■ **WHAT IS REQUIRED**
Continue the article on Saskia de Rothschild taking over Lafite, starting right after its last sentence.

━━━━━ EXERCISE PASSAGE ━━━━━

A once-in-a-generation transition at one of the world's most storied wine companies became official in March, when Saskia de Rothschild became chairman of Domaines Barons de Rothschild (Lafite). Rothschild, 31, is the daughter of Baron Eric de Rothschild, and the first female Rothschild to run Lafite in the 150 years the Rothschild family has owned it. The company has grown substantially in six generations, with most of the expansion led by Baron Eric during his 44-year tenure.
In a lengthy interview with Wine Spectator, the new chairman made it clear she has no plans to rest on Lafite's laurels. She wants to improve the company's other brands. And she feels Lafite must innovate too if it is going to build a new generation of fans.
Rothschild officially joined DBR two years ago, but her memories of Lafite and the other wine estates run deep. As a child, spending weekends at Lafite with her family, she'd felt a deep connection to the estate's activity. "I have been very attached to this place since I was little. I would come here and always feel at ease with the teams and with nature," Rothschild told Wine Spectator during an interview at the first-growth. "I would run into the cellar and see people working and how they were doing their jobs, knowing all the processes that were going into making a bottle of wine. I learned to ride a bike there, I learned to drive a car."
Later, she worked at summer jobs in the vineyards at Château L'Évangile in Pomerol under a fake name—only the manager knew her identity. "To me, Lafite is my home, but L'Évangile is very important in my heart. I learned the more technical side of winemaking there," she said.
After school she worked as a reporter for the New York Times in West Africa, but she retained a connection. "For 10 years, I had been coming to Lafite for the blending," she said. "To me, it's the most important part of knowing how Lafite is built, because you really understand how each plot expresses itself and how we decided to combine them."

━━━━━ STUDY MATERIAL ━━━━━

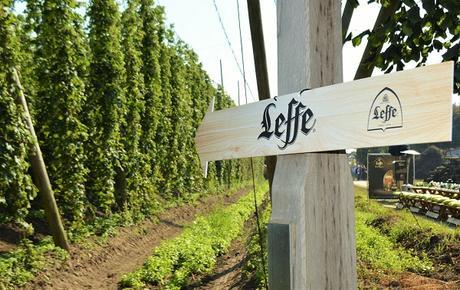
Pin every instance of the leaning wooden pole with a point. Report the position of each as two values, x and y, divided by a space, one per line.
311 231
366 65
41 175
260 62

━━━━━

■ **EXERCISE RESPONSE**
Two years ago, her father told her he needed her to be more present. "I said, 'If I'm going to be more present, I'm going to be completely present. I don't like to do things halfway." She quit her job and joined DBR Lafite full-time as co-chairman with her father. (She has two brothers, but neither works in wine.)
She now heads an impressive portfolio of brands, including Châteaus Lafite and Duhart-Milon in Pauillac, Rieussec in Sauternes and L'Évangile in Pomerol. Outside Bordeaux, the firm owns Domaine d'Aussières in the Languedoc, Viña Los Vascos in Chile and Bodegas Caro in Argentina.
They also own two large-volume Bordeaux brands, Légende and Saga, created in 1995 by Baron Eric and DBR's former CEO and president, Christophe Salin. The DBR team is very happy with those brands' performance, particularly in China, but Saskia and Jean-Guillaume Prats, the company's new CEO and president, feel the wines lack strong brand identities. "It's been a great, entrepreneurial adventure—now we have to build the story behind it," said Rothschild.
"For the past two years, I've been focusing on the product, the definition of the product and the architecture of the brands we have," said Rothschild, who earned a Master of Science in Management at France's prestigious HEC business school in addition to a journalism degree from Columbia University in New York. "All of the properties have to stand on their own feet. We have a logo that says Lafite, but that can't be the only story we tell. Lafite is Lafite. You can't pull too much on Lafite to sell other things."
This is where Prats comes in. He previously managed second-growth Château Cos-d'Estournel but most recently spent five years heading the wine division of Louis-Vuitton Moët-Hennessy (LVMH), which owns 15 estates in eight countries. His expertise in the marketing, sales and distribution of luxury drinks brands meshes neatly with Rothschild's vision for the DBR Lafite stable.
"All of the luxury brands in the world have a very simple message to understand," said Prats. "You should be able to describe the DNA of a maison in a very simple way for everyone to understand and remember immediately. That's what we need to do—not for Lafite—but for the other [wines]."
They are also exploring how de Rothschild's youth can help them connect with a new generation of fine-wine drinkers. One obstacle to their ability to convey the authenticity of their wine is Lafite's success as an investment vehicle. The world took note today when they released their 2017 futures at $517 per bottle, ex-négociant, the same week the other first-growths released their prices. (The wine is selling for an average price of $583 per bottle at leading U.S. retailers tracked by Wine Spectator.)
"The price is going up, the price is going down … it's very dangerous," said Prats. "You take away from the desirability of the product. Where's the magic behind it? You take away from the consumer that this is real product from vines."
The problem with Bordeaux's investment status is it strips away some of the romance of great wine. "I want people to buy a bottle of Lafite because it makes them dream," said Rothschild. "Not because it's a status symbol to have a bottle of Lafite on the table, but because the way we make the wine is so great."